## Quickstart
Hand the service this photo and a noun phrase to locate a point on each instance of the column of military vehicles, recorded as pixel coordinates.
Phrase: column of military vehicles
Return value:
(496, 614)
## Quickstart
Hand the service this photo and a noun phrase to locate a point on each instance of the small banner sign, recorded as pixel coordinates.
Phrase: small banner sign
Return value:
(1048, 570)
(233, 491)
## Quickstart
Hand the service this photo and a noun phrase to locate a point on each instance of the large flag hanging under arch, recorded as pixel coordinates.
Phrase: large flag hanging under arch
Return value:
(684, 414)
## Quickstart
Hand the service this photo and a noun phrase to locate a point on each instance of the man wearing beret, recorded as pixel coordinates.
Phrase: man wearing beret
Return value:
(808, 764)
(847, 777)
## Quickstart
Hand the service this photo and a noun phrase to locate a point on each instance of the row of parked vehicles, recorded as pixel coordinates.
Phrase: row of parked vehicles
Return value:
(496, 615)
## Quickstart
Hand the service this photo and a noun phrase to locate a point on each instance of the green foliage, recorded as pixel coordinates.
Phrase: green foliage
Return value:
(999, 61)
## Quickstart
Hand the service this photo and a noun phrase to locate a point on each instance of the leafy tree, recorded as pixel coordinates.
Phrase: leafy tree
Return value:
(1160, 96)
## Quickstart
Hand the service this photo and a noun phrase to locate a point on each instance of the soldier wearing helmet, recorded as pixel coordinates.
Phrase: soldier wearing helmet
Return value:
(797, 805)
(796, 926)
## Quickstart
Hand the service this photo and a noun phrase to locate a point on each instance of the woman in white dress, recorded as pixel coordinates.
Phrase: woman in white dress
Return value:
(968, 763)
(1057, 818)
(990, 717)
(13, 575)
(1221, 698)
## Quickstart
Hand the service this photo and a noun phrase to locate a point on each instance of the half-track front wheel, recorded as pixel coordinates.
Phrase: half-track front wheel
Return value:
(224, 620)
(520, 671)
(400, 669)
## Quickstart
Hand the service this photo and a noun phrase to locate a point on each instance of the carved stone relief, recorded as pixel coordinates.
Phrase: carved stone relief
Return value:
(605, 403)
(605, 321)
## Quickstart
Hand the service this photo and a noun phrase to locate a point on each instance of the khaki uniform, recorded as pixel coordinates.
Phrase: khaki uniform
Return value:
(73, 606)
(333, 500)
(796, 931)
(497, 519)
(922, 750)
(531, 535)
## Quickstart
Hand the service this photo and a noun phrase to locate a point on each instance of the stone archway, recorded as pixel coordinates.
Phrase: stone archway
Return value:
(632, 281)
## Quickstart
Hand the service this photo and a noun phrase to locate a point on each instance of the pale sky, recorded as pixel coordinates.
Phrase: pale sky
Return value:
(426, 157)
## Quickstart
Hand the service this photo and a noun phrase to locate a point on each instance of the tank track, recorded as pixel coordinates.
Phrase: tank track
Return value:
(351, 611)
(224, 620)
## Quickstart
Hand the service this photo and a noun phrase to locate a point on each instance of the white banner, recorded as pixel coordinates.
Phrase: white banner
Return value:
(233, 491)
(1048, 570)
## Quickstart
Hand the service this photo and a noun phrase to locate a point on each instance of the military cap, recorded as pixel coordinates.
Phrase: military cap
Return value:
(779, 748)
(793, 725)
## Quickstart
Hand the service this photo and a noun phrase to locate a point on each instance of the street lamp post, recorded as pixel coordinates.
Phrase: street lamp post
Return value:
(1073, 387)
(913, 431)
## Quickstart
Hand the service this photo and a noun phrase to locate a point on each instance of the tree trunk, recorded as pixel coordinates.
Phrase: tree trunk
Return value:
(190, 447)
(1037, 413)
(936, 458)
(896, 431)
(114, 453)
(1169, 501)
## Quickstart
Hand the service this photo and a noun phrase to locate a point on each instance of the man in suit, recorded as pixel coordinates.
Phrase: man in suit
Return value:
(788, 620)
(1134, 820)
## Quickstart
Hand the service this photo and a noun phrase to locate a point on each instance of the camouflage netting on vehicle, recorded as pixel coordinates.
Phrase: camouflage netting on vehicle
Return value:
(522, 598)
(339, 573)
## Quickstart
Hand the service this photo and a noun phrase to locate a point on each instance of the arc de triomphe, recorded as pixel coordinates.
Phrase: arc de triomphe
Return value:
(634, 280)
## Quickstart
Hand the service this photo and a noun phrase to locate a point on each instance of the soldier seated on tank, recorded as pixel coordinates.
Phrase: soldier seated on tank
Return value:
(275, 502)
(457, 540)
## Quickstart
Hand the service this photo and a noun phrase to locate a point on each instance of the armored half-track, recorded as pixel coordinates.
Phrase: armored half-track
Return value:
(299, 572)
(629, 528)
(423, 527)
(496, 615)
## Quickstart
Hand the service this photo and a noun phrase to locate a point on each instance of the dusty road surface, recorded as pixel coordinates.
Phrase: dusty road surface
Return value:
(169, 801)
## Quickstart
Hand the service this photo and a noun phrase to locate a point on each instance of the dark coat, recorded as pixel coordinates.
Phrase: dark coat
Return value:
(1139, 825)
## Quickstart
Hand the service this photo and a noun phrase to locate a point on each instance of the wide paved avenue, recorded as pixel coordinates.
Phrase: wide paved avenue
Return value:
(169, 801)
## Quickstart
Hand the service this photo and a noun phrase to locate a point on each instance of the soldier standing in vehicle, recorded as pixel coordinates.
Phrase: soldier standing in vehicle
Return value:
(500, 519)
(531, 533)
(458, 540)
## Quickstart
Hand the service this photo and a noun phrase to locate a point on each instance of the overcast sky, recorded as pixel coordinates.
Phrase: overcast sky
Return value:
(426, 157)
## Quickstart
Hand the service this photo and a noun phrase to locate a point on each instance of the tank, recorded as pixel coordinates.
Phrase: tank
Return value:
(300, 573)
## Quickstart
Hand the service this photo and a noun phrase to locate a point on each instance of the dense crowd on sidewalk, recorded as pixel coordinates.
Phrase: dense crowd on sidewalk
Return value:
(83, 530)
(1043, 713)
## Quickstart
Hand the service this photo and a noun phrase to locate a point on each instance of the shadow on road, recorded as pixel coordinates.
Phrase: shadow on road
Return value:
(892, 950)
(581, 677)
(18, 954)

##############################

## Task prompt
Reproduce the entire listing. Keep every word as it is.

## Your solution
## Quickstart
Hand the service this photo and a noun phrase to locate a point on each instance of the column of military vehicles, recorded as pixel coordinates.
Phrase: column of military vehicles
Return value:
(496, 614)
## Quickstart
Hand the service this photo and a noun phrase to locate a point on each instance of the small banner sign, recorded as pixel coordinates.
Phrase: small banner sign
Return value:
(1048, 570)
(233, 491)
## Quickstart
Hand the service this photo and a noun phrase to locate a point on each instance of the large flag hanging under arch, recorded as pixel coordinates.
Phrase: large flag hanging under arch
Return value:
(684, 414)
## Quickstart
Hand the service this photo and a noun phrase to locate a point on each instance of the man wearing beret, recorded as pixel coordinates.
Phrase: man wearing beret
Return value:
(808, 764)
(847, 777)
## Quickstart
Hand the service this photo and a noun phrase to locate a point on each instance of the row of parked vehicles, recorded as pixel coordinates.
Phrase: row of parked vehicles
Return value:
(496, 615)
## Quickstart
Hand the service this photo and a noun phrase to locate a point on each instance of the green foliage, recorded as pixel coordinates.
Phrase: green foliage
Return value:
(999, 61)
## Quickstart
Hand the service this photo and a noun phrase to locate a point on each instance of the leafy tree, recorded as pixel coordinates.
Phrase: leafy tree
Return value:
(1160, 96)
## Quickstart
Hand the service this photo and a noun phrase to locate a point on each instance of the soldier wearing helmet, recorded as pixel coordinates.
Phrase: soldier wearing helmet
Return value:
(797, 805)
(796, 926)
## Quickstart
Hand the service this photo and a noun phrase to locate a point on each instance of the woman in white dress, recorded as pixel coordinates.
Phrase: woman in white dress
Return value:
(968, 763)
(1057, 818)
(990, 717)
(13, 575)
(1221, 698)
## Quickstart
Hand the service this photo and a noun phrase to locate a point on each instance of the half-track front wheel, recorded as pixel coordinates.
Phrase: half-track front wheel
Return value:
(224, 620)
(520, 671)
(400, 669)
## Quickstart
Hand the service this photo and a noun phrase to locate a point on each instance of the carved stone relief, recorded as pixel coordinates.
Phrase: carved stone relief
Return value:
(605, 403)
(605, 321)
## Quickstart
Hand the service this photo and a noun phrase to locate a point on each instance of the khaki uniform, recorded as pixel coordinates.
Phrase: khaki uniform
Return value:
(73, 606)
(333, 500)
(796, 931)
(497, 519)
(922, 750)
(531, 535)
## Quickstart
Hand the service this photo and a noun phrase to locate a point on each instance of the stone archway, recorded as pixel coordinates.
Phrase: stone archway
Return value:
(632, 281)
## Quickstart
Hand the service this photo and a noun phrase to locate a point on each instance of the pale sky, recorded as pixel coordinates.
Phrase: pale sky
Return value:
(426, 157)
## Quickstart
Hand the service this photo and a noun phrase to locate a point on each instance of the tank track, recorded as pixel coordinates.
Phrase: tank track
Return value:
(351, 611)
(224, 620)
## Quickstart
Hand the service this photo and a noun phrase to locate a point on each instance of the white banner, recorded as pixel coordinates.
Phrase: white banner
Return value:
(233, 491)
(1048, 570)
## Quickstart
Hand the service this photo and a noun phrase to locate a point on each instance of the military cap, recorded as pixel coordinates.
Phrase: military cap
Return value:
(779, 748)
(793, 725)
## Quickstart
Hand the service this photo and a noun phrase to locate a point on each instance of the street lamp post, recorded as pixel coordinates.
Phrase: street lamp post
Return value:
(1073, 387)
(913, 431)
## Quickstart
Hand the service this photo and a noun phrase to locate a point on each instance of the tree trunk, recorded as pixel coordinates.
Phrase: tree trunk
Return value:
(190, 447)
(1037, 413)
(936, 458)
(896, 431)
(114, 453)
(1169, 501)
## Quickstart
Hand the service this photo and a noun phrase to locate a point on each instance of the man in suit, recorded as pixel coordinates.
Phrase: man in suit
Return value:
(788, 620)
(1134, 820)
## Quickstart
Hand the service this photo and a noun phrase to locate a point on each instance of the camouflage netting on vehicle, recorded as pixel coordinates.
Phrase: camouflage netting on vehicle
Return value:
(522, 598)
(339, 573)
## Quickstart
Hand the service this photo and a noun phrase to locate a point on each instance of the arc de triomphe, recorded as pixel coordinates.
Phrase: arc de triomphe
Return value:
(634, 280)
## Quickstart
Hand the service this photo and a noun phrase to locate a point on each instance of the soldier seated on tank, recorded as pixel coordinates.
Phrase: soldier seated on tank
Return value:
(275, 502)
(457, 540)
## Quickstart
Hand the service this photo and a noun phrase to locate a point on each instance of the armored half-track, recorded as pixel coordinates.
Phrase: armored half-track
Return value:
(299, 572)
(629, 528)
(423, 527)
(496, 615)
## Quickstart
Hand the service this photo and a noun phrase to locate a point on each instance of the dusty road surface, recorded as pixel coordinates.
Phrase: dusty road surface
Return value:
(169, 801)
## Quickstart
Hand the service this photo and a noun phrase to locate a point on each instance of the dark coat, recorded as pixel coordinates.
Phrase: dark coat
Return value:
(1139, 825)
## Quickstart
Hand the service this photo and a noun phrase to locate a point on each instance of the wide paved avenue, recorded as pixel coordinates.
Phrase: wide paved avenue
Return value:
(169, 801)
## Quickstart
Hand the service this photo and a noun phrase to locate a point on each instance of the soldier standing in vehicle, recorded as pixel coordinates.
Phrase: soldier standing in vehicle
Return value:
(500, 519)
(531, 533)
(458, 540)
## Quickstart
Hand the service this photo and a noun phrase to locate a point on each instance of the overcast sky, recorded as pixel coordinates.
Phrase: overcast sky
Return value:
(426, 157)
## Quickstart
Hand the service this photo and a noun phrase to locate a point on each instance of the tank, recorded as pixel coordinates.
Phrase: tank
Return value:
(300, 573)
## Quickstart
Hand the service this photo and a noun phrase to locate a point on each instance of the dense crowd on sidewalk, recorded as pixel coordinates.
Phrase: dense crowd on sidewalk
Return value:
(83, 530)
(1043, 713)
## Quickstart
Hand the service this photo and a noun phrase to locate a point on each instance of the shadow on road, recorded as pixel coordinates.
Phrase: shadow on road
Return value:
(892, 950)
(581, 677)
(18, 954)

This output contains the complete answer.